• **The task**
Please reproduce, with no changes, only the lines of the records below starting with the line that contains "greens in the image above." and going on through the line that contains "24;0;500;374", including both of those lines.

---------------

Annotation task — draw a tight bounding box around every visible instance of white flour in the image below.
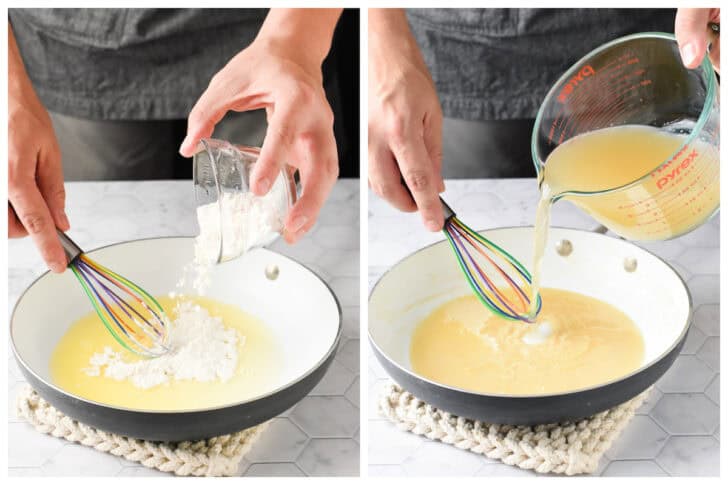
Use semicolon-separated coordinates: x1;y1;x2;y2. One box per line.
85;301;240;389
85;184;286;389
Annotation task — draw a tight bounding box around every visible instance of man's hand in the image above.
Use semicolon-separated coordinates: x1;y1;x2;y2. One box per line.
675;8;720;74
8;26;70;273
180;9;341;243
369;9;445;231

---------------

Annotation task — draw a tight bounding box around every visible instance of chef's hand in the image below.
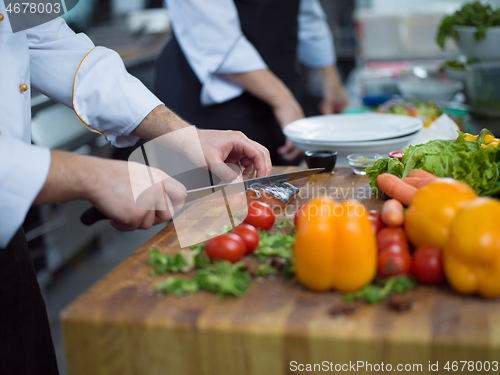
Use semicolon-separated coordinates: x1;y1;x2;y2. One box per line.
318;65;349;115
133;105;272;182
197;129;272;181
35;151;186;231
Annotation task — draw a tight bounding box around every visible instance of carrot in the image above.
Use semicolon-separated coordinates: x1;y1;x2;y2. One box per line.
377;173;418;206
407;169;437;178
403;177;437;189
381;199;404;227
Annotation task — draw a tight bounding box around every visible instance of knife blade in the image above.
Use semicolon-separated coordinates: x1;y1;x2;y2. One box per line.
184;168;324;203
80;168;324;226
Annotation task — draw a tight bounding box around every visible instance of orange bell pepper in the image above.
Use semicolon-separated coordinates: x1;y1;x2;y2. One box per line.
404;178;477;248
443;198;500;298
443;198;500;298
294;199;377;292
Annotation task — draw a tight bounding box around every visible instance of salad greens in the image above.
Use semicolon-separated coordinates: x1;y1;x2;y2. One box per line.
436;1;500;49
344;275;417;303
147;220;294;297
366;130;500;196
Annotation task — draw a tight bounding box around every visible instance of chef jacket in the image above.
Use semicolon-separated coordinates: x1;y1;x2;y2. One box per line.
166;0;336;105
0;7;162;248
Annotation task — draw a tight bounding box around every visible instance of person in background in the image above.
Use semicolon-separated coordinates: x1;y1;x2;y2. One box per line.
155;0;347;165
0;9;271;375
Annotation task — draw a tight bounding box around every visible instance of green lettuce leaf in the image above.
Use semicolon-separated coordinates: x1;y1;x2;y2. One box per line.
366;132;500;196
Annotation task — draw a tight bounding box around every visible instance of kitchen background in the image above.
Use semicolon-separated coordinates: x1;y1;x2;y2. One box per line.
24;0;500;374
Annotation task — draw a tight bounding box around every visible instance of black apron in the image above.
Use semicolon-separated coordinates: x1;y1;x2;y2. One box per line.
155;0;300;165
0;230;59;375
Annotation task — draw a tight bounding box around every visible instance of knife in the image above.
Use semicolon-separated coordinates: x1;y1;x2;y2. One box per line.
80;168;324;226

---------------

• **The answer**
Annotation task — draw a tight bounding box around every visible instance of salad greens in the image above.
Use semicolon-separated coordinates: x1;y1;x2;y2. One box per line.
436;1;500;49
344;275;417;303
147;220;294;297
366;130;500;196
Annotation task — draw a tight bounding box around every visible instance of chef jacket in the image above.
Use semicolon-separated coordinates: x1;y1;x2;y2. One box per line.
166;0;336;105
0;7;162;248
Annotation task — draw a tight bounding box around every visible instance of person in background in the image above.
Use semicolon-separated coordinates: x1;y1;x2;y2. One box per line.
155;0;347;165
0;9;271;375
Annotation task — draw a tight bounding box around every visible instance of green lettuce leaf in the image above.
Use semicolon-separated coordinates: x1;y1;x2;y2. One box per line.
366;132;500;196
Annotation task — draw a tight bounding box around every visible instance of kitchen background in the image above.
Use semicolon-separated coordinates: x1;y1;x2;y2. One box per line.
24;0;500;374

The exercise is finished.